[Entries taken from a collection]
=======

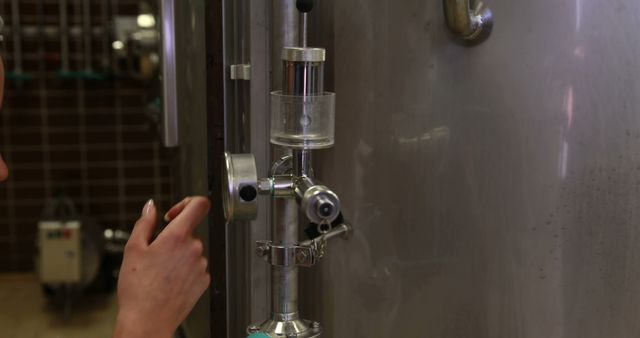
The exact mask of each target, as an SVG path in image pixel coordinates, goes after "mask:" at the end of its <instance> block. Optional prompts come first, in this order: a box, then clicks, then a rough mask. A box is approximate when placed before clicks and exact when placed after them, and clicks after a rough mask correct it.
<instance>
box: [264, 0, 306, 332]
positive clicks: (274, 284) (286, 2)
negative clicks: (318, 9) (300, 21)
mask: <svg viewBox="0 0 640 338" xmlns="http://www.w3.org/2000/svg"><path fill="white" fill-rule="evenodd" d="M272 9H273V27H274V29H273V32H274V35H273V40H272V41H273V45H272V48H273V53H274V57H273V60H274V62H273V68H274V69H273V74H274V77H275V76H277V75H275V74H283V72H282V70H279V69H278V68H280V67H282V62H281V60H280V57H276V55H278V54H279V53H280V51H282V50H283V48H285V47H289V46H295V44H296V43H298V41H299V36H300V34H299V19H298V18H299V17H298V10H297V8H296V6H295V3H294V2H293V1H288V0H275V1H273V7H272ZM276 53H277V54H276ZM278 56H279V55H278ZM276 60H277V61H276ZM273 80H274V85H275V84H277V83H279V82H280V81H282V80H280V81H278V79H276V78H274V79H273ZM282 88H283V90H286V88H289V87H287V86H284V87H282ZM274 174H284V173H275V172H274ZM271 231H272V233H271V240H272V241H273V242H274V244H287V245H295V244H297V242H298V235H299V233H298V231H299V230H298V205H297V203H296V200H295V199H280V198H274V199H273V220H272V225H271ZM271 308H272V312H273V319H274V320H289V319H297V317H298V267H296V266H293V267H277V266H272V267H271ZM283 317H287V318H286V319H282V318H283ZM288 317H295V318H288Z"/></svg>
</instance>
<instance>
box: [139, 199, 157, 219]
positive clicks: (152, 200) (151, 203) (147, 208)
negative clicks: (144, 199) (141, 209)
mask: <svg viewBox="0 0 640 338" xmlns="http://www.w3.org/2000/svg"><path fill="white" fill-rule="evenodd" d="M154 207H155V205H154V203H153V199H150V200H149V201H147V204H145V205H144V208H142V216H146V215H148V214H150V213H151V211H152V210H153V208H154Z"/></svg>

=======

Rewrite the listing above with "negative clicks" replaced by "excluded points" everywhere it occurs, changing nothing else, and leave the pictures out of your answer.

The exact mask of each target, as an SVG path in image pixel coordinates, goes after "mask:" at the end of its <instance> block. Optional prompts come first, in this order: a box, then clicks, then a rough mask. A box is approximate when placed before clicks and exact when placed after them, and clicks after a rough mask correct it.
<instance>
box: [264, 0, 306, 332]
positive clicks: (274, 284) (286, 2)
excluded points: (318, 9) (300, 21)
mask: <svg viewBox="0 0 640 338" xmlns="http://www.w3.org/2000/svg"><path fill="white" fill-rule="evenodd" d="M272 9H273V27H274V29H273V32H274V35H273V40H272V41H273V45H272V48H273V53H274V57H273V60H274V62H273V68H274V69H273V74H274V77H275V76H277V75H275V74H283V72H282V70H279V69H278V68H280V67H282V62H281V60H280V57H276V55H278V54H279V53H280V51H282V50H283V48H285V47H289V46H295V44H296V43H298V41H299V36H300V34H299V19H298V18H299V17H298V10H297V8H296V6H295V3H294V2H293V1H288V0H275V1H273V7H272ZM276 53H277V54H276ZM278 56H279V55H278ZM276 60H277V61H276ZM273 80H274V85H275V84H277V83H279V82H280V81H282V80H280V81H278V79H276V78H274V79H273ZM282 88H283V90H286V88H289V87H287V86H284V87H282ZM274 174H284V173H275V172H274ZM271 231H272V233H271V240H272V241H273V242H274V244H287V245H295V244H297V242H298V235H299V233H298V231H299V230H298V205H297V203H296V200H295V199H280V198H274V199H273V220H272V225H271ZM271 308H272V312H273V319H274V320H289V319H297V317H298V267H296V266H293V267H277V266H272V267H271ZM283 317H287V318H286V319H282V318H283ZM288 317H295V318H288Z"/></svg>
</instance>
<instance>
box: [139, 199, 157, 219]
positive clicks: (152, 200) (151, 203) (147, 208)
excluded points: (144, 199) (141, 209)
mask: <svg viewBox="0 0 640 338" xmlns="http://www.w3.org/2000/svg"><path fill="white" fill-rule="evenodd" d="M154 207H155V205H154V203H153V199H150V200H149V201H147V204H145V205H144V208H142V216H146V215H148V214H150V213H151V211H152V210H153V208H154Z"/></svg>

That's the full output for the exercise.